◆ THE TASK ◆
Copy out the passage from the Gusto album article below, from "Gusto is the" to "written by Guttermouth.".

Studio album by Guttermouth
- Released: August 13, 2002
- Genre: Punk rock
- Length: 34:57
- Label: Epitaph

Guttermouth chronology
| Covered with Ants (2001) | Gusto (2002) | Live at the House of Blues (2003) |

= Gusto (album) =

Gusto is the seventh album by California punk rock band Guttermouth, released in 2002 by Epitaph Records. It found the band taking their style of fast, abrasive punk rock in new directions, experimenting with elements of pop and other styles. Their usual tongue-in-cheek humor and sarcastic lyrics remain intact, but the album's overall sound is quite different from any of their others. This was due partly to a lineup change: founding member and frequent songwriter James Nunn had left the group the previous year, leaving guitarists Scott Sheldon and Eric Davis to fill in on bass, along with studio bassist Hedge. The album received generally poor reviews from both critics and longtime fans, and would later be regarded by the band as somewhat of a failed experiment.

Professional ratings
Review scores
| Source | Rating |
| AllMusic |  |

== Track listing ==
All songs written by Guttermouth.

◆ DATASET EXTRACT ◆
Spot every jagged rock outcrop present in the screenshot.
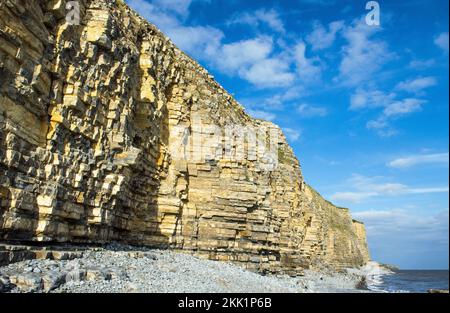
[0,0,369,274]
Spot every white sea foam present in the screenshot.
[347,261,394,292]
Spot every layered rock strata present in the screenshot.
[0,0,369,275]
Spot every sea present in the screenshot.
[368,270,448,293]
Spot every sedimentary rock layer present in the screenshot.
[0,0,369,274]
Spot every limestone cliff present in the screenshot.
[0,0,369,274]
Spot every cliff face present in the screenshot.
[0,0,369,274]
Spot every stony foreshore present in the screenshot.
[0,246,367,293]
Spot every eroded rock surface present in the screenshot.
[0,0,369,272]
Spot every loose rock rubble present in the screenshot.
[0,246,370,293]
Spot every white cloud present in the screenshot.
[239,58,295,88]
[395,76,437,93]
[434,33,448,53]
[387,152,449,168]
[306,21,344,51]
[366,98,427,137]
[153,0,192,16]
[227,9,285,33]
[283,127,302,141]
[408,59,436,70]
[383,98,426,117]
[294,42,322,82]
[335,19,393,86]
[264,85,305,109]
[350,88,396,110]
[352,209,449,246]
[330,174,449,203]
[213,36,273,73]
[247,110,277,121]
[297,103,328,118]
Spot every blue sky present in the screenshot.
[127,0,449,269]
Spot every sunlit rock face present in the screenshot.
[0,0,369,275]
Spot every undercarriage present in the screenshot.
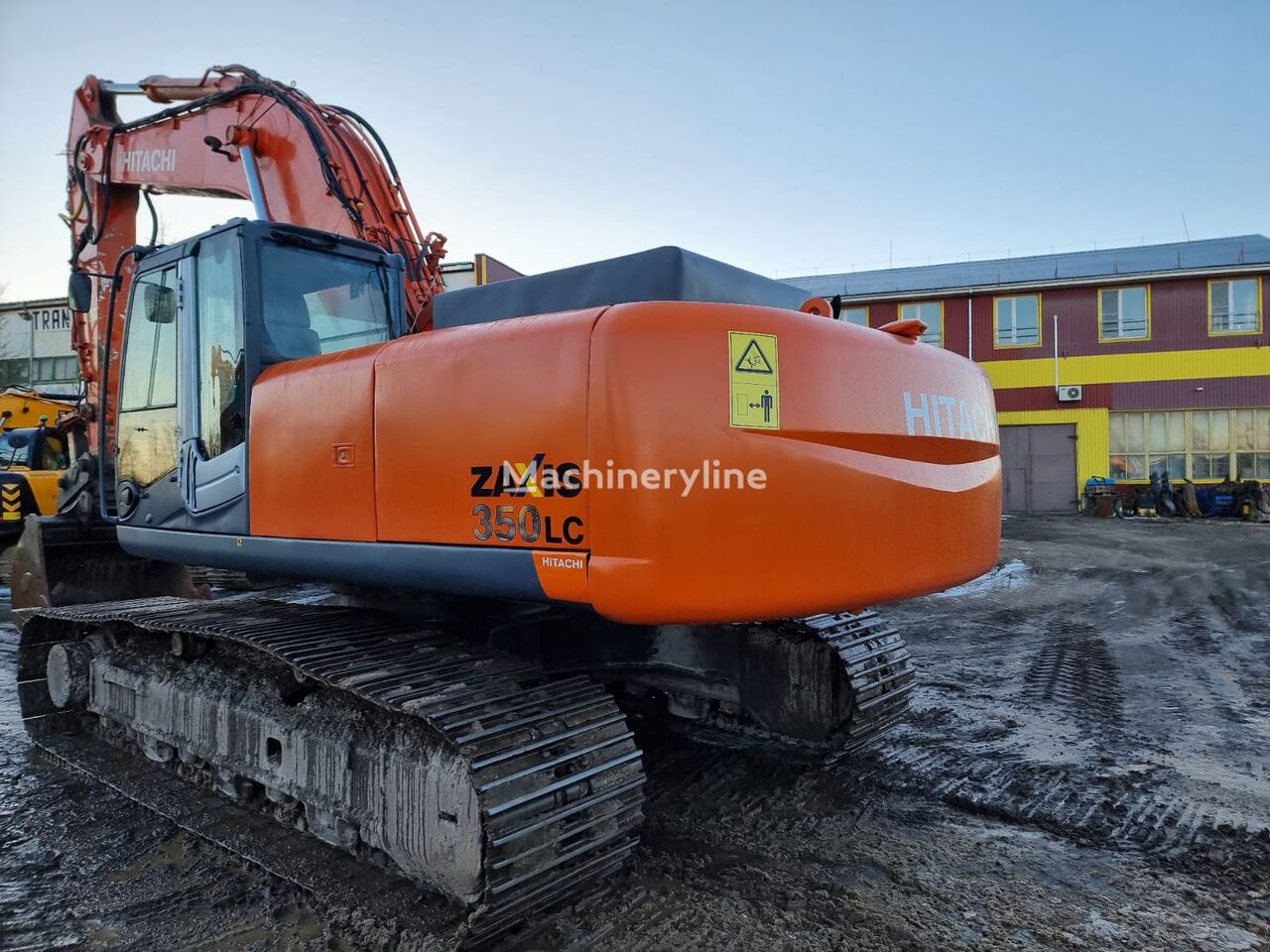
[19,540,916,944]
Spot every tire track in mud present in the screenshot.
[1024,621,1124,729]
[861,744,1270,889]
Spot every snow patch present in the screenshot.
[935,558,1031,598]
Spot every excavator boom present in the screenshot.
[66,66,445,459]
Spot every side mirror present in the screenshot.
[66,272,92,313]
[144,285,177,323]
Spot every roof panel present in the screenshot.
[784,235,1270,298]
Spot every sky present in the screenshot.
[0,0,1270,300]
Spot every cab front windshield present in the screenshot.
[260,241,391,363]
[0,427,69,470]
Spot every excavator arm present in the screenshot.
[66,66,445,452]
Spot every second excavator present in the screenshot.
[13,67,1001,942]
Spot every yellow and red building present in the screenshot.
[786,235,1270,512]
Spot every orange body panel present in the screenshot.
[375,308,602,548]
[248,344,385,540]
[588,303,1001,623]
[250,302,1001,623]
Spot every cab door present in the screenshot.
[115,264,179,518]
[178,230,248,534]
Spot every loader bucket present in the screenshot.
[10,516,207,611]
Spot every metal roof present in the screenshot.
[782,235,1270,298]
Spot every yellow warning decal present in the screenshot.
[0,484,22,522]
[727,330,781,430]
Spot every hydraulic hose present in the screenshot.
[96,245,151,523]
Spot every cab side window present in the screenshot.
[118,268,178,488]
[119,268,177,410]
[194,232,246,459]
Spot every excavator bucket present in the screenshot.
[10,516,207,611]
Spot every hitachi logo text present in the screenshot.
[123,149,177,173]
[904,390,997,443]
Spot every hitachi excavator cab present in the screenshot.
[115,219,404,535]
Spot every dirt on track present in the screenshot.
[0,517,1270,952]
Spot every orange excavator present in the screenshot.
[13,66,1001,942]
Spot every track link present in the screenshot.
[19,598,644,944]
[786,611,917,756]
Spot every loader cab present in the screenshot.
[114,219,405,535]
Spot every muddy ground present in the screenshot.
[0,517,1270,952]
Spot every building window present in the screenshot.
[35,357,78,385]
[1107,409,1270,480]
[1098,286,1151,340]
[0,357,31,389]
[992,295,1040,346]
[899,300,944,346]
[1207,278,1261,334]
[838,307,869,327]
[1234,410,1270,480]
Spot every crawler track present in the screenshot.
[18,598,644,944]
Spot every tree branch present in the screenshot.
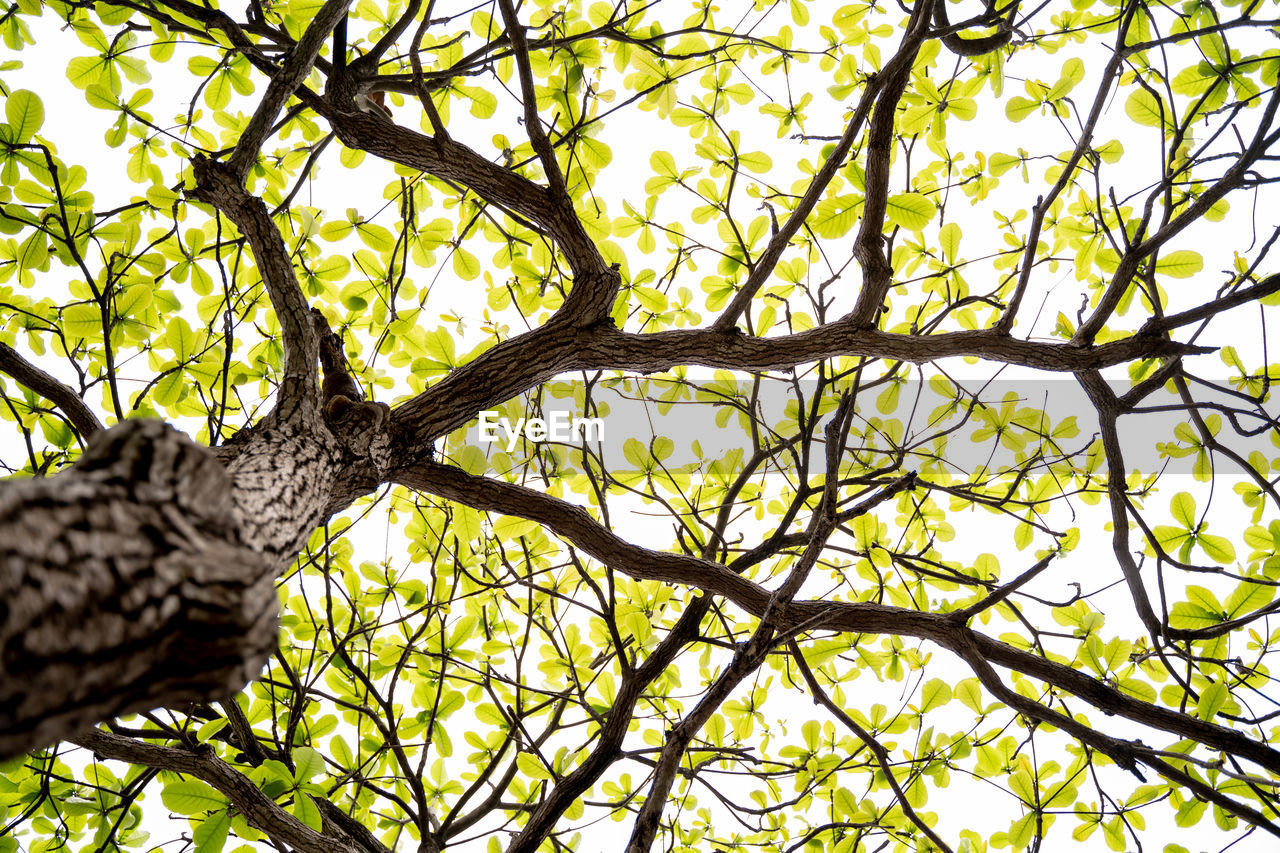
[0,342,104,439]
[70,729,369,853]
[227,0,351,183]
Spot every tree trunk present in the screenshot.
[0,420,337,757]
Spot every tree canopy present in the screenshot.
[0,0,1280,853]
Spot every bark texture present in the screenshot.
[0,420,278,756]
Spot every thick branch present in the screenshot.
[191,156,320,423]
[0,342,104,439]
[72,729,369,853]
[227,0,351,183]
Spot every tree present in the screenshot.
[0,0,1280,853]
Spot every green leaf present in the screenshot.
[289,790,324,833]
[1005,95,1039,122]
[4,88,45,142]
[1156,248,1204,278]
[453,246,480,282]
[191,808,232,853]
[1196,681,1230,720]
[920,679,951,713]
[884,192,938,231]
[160,779,227,815]
[293,747,324,781]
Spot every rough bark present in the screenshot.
[0,420,276,756]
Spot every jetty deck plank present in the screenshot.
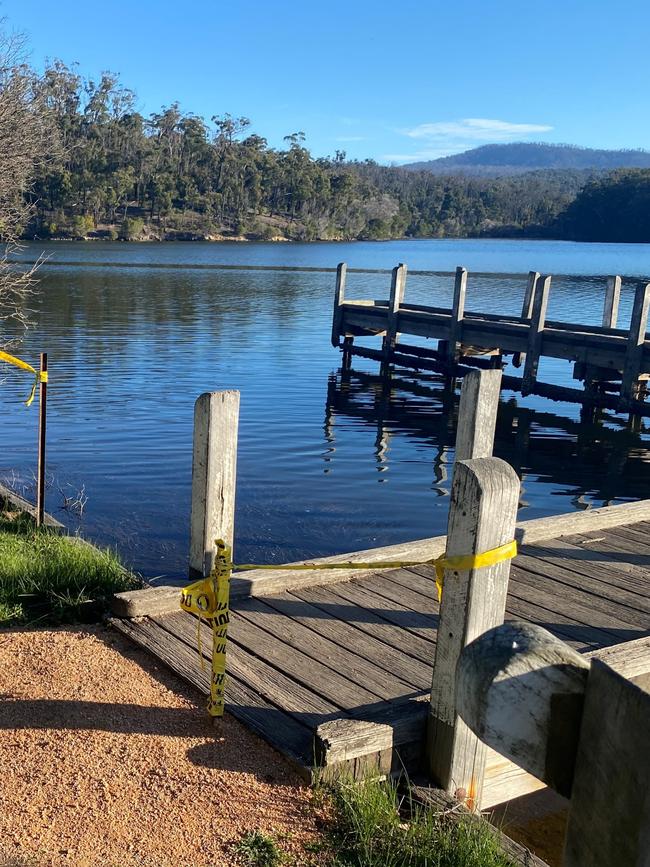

◆ RESULT OF THIS TASK ◆
Gusto is the seventh album by California punk rock band Guttermouth, released in 2002 by Epitaph Records. It found the band taking their style of fast, abrasive punk rock in new directions, experimenting with elements of pop and other styles. Their usual tongue-in-cheek humor and sarcastic lyrics remain intact, but the album's overall sound is quite different from any of their others. This was due partly to a lineup change: founding member and frequent songwriter James Nunn had left the group the previous year, leaving guitarists Scott Sheldon and Eric Davis to fill in on bass, along with studio bassist Hedge. The album received generally poor reviews from both critics and longtime fans, and would later be regarded by the band as somewhat of a failed experiment.

Professional ratings
Review scores
| Source | Rating |
| AllMusic |  |

== Track listing ==
All songs written by Guttermouth.